(Point-per-instance localization data)
---+---

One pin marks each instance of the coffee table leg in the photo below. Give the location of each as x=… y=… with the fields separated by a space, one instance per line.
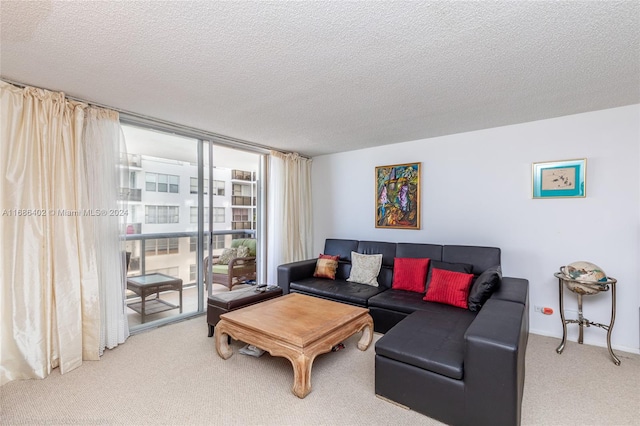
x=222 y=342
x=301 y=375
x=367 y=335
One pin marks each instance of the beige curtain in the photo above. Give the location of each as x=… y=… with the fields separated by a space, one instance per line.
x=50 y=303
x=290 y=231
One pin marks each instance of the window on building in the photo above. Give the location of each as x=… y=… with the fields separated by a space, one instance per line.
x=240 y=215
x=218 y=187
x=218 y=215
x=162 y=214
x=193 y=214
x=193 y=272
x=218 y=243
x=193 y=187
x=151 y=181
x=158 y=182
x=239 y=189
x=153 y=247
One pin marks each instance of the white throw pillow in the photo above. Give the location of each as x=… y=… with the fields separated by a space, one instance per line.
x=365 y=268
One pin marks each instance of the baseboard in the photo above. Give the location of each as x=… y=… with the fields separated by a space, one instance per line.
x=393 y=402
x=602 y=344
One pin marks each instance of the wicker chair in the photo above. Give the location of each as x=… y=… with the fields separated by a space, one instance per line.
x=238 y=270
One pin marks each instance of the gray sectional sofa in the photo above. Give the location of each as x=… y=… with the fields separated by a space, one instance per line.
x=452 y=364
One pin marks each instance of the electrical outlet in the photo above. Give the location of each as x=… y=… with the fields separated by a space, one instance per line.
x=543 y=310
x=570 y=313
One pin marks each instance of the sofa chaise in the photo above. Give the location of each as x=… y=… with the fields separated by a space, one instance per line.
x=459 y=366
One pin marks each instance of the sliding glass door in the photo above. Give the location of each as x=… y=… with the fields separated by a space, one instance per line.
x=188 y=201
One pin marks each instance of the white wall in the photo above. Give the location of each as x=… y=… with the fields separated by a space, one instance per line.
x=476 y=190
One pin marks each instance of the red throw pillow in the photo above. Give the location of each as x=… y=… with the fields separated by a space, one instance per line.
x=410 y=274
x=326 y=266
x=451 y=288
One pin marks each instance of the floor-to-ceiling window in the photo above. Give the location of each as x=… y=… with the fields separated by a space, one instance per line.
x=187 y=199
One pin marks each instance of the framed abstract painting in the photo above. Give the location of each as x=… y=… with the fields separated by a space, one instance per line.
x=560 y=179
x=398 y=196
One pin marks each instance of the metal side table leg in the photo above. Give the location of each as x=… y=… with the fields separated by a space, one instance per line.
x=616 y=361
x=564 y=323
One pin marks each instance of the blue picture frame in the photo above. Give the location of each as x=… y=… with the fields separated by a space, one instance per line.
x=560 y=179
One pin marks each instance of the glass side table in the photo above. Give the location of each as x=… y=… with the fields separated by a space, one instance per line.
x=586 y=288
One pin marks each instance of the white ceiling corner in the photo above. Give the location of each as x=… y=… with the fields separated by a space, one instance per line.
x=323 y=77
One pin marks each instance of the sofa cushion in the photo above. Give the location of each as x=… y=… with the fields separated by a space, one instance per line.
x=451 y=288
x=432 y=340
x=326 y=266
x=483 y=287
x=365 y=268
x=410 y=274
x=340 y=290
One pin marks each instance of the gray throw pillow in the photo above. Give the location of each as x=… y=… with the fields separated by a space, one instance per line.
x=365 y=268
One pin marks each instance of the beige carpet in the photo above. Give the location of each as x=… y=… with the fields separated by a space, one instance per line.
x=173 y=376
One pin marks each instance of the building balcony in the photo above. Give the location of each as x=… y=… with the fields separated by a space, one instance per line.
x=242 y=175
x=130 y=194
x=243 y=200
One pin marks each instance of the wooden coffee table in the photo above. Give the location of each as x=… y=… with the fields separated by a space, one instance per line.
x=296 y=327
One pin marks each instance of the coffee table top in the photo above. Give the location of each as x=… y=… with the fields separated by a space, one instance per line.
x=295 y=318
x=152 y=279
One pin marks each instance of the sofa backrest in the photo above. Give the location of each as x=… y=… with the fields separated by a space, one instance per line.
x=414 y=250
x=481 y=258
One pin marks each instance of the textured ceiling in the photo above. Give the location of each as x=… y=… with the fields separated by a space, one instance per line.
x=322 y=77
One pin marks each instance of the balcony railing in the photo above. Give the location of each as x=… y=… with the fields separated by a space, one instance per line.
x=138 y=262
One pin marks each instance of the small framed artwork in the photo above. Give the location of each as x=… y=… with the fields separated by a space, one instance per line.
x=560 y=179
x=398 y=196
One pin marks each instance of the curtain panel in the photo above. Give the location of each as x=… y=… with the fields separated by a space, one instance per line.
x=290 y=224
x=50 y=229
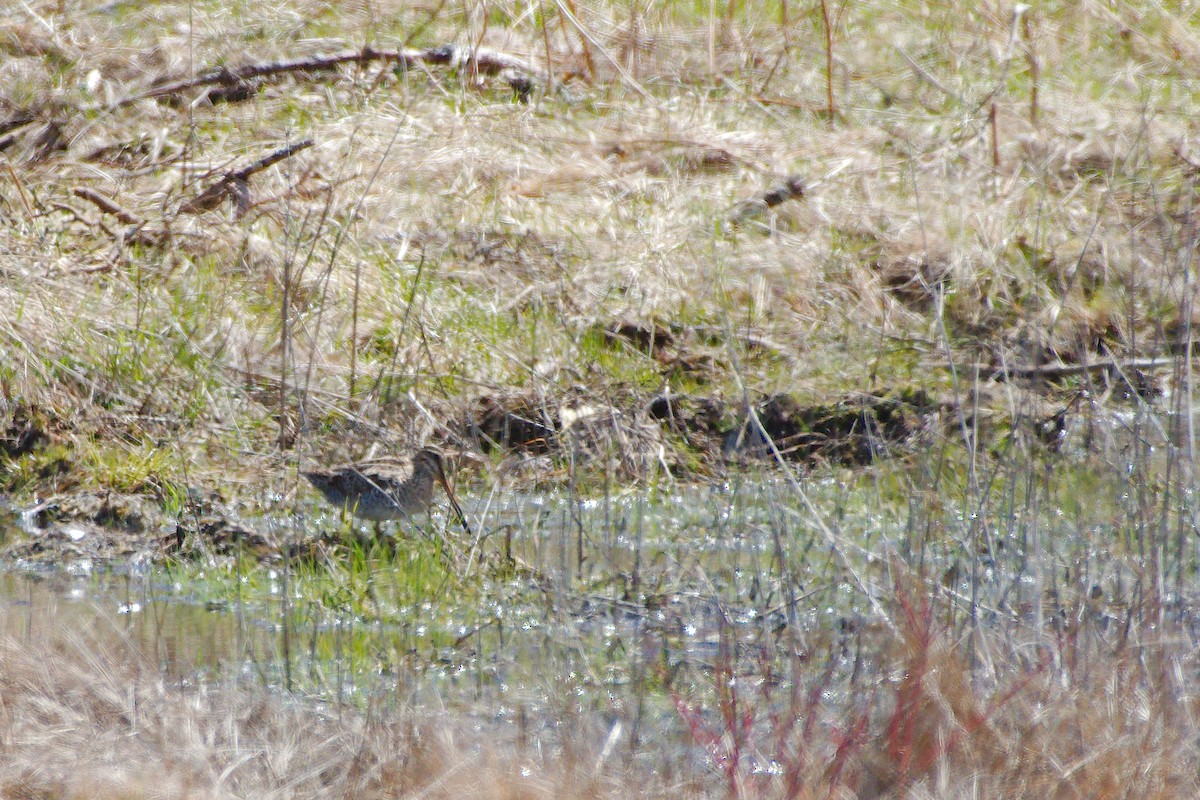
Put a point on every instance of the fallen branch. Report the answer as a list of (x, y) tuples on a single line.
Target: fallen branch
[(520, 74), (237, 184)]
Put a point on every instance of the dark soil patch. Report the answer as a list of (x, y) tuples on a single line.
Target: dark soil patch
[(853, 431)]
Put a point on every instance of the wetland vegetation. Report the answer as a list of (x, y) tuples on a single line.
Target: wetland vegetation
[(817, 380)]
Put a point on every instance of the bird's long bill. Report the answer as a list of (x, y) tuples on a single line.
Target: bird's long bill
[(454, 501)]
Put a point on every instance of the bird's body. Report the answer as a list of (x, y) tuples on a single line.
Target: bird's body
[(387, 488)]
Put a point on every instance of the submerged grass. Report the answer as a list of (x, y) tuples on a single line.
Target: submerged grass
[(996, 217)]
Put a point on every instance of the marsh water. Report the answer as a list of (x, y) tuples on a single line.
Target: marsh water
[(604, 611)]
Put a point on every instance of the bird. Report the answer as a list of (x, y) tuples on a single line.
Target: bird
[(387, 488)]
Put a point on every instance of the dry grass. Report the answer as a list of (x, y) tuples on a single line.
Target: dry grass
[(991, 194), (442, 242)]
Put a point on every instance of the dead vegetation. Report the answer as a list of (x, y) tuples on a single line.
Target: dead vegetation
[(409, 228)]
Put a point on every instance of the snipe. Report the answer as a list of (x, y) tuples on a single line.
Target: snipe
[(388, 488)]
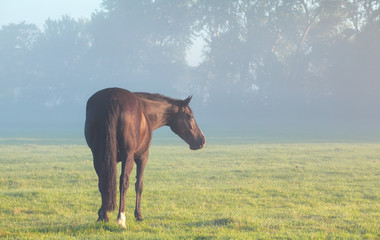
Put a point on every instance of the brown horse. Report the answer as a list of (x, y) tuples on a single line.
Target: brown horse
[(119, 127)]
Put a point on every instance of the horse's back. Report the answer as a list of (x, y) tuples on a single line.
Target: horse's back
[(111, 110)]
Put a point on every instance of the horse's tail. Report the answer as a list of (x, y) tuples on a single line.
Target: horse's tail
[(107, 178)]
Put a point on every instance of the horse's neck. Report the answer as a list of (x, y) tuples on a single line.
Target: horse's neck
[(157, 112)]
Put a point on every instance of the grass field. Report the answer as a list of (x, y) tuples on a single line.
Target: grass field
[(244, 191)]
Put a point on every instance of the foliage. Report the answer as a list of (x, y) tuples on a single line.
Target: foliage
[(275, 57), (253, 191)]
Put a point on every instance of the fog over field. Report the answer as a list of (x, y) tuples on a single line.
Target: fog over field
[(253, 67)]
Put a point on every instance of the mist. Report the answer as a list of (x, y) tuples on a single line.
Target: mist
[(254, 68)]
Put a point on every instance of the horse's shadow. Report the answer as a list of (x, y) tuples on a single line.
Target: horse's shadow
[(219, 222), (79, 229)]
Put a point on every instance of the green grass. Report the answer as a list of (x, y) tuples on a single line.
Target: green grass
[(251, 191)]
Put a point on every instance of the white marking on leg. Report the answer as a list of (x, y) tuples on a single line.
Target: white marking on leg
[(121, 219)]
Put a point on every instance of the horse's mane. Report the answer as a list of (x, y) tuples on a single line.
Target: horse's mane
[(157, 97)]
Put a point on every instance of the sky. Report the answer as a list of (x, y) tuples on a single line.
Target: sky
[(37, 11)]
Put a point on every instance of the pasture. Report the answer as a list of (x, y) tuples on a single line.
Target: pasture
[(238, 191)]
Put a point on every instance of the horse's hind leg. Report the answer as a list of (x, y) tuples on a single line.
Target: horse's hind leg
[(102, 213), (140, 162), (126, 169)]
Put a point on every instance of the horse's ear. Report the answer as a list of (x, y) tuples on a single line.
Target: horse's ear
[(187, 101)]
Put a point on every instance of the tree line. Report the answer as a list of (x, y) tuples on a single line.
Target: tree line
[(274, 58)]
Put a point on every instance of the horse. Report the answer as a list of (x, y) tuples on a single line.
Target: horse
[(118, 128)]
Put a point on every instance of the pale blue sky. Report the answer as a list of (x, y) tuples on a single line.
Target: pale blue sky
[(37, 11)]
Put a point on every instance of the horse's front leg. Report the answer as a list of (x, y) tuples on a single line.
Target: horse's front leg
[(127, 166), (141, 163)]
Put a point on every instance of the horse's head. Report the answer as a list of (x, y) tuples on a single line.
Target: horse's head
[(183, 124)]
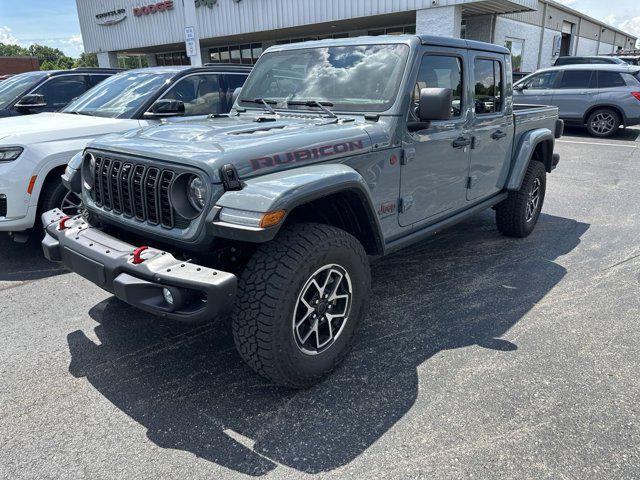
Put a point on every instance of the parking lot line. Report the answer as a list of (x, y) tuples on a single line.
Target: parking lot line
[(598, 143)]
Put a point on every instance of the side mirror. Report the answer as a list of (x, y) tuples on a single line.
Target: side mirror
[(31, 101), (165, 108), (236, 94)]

---+---

Work request
Copy back exactly the lines above from the one containing "One pin marks each instance of the curtain" through the one containing "Put a point on every instance of the marsh", and leave every picture behind.

Answer to the exercise
One pin marks each instance of the curtain panel in the photo above. Give the location of each as x=… y=… with the fields separated by a space, one instance per line.
x=290 y=224
x=50 y=229
Put a point on every instance of the fallen branch. Report the answer as a list of (x, y) tuples on a single line.
Target: fallen branch
[(520, 74), (237, 184)]
Put a point on every instance of the dark soil patch. Report the answer as a list of (x, y) tuples on a single line.
Target: dark soil patch
[(853, 431)]
Put a point on every instance of the wetland vegetation. Report the answer as a list of (x, y) tuples on a single line.
Target: wetland vegetation
[(817, 380)]
Put a point on every instance of the bird's long bill. Report the answer as a list of (x, y) tuples on a single line.
Target: bird's long bill
[(454, 501)]
Put a point on every instance of the bird's body. Report the answer as a list of (x, y) tuples on a single line.
Target: bird's body
[(387, 488)]
Put a point on every instance of the submerged grass. Report the answer as a list of (x, y) tuples on a single line.
Target: submerged grass
[(996, 217)]
Put a point on every instance of the marsh water. Report the answer as a list of (x, y) tuples on a single line.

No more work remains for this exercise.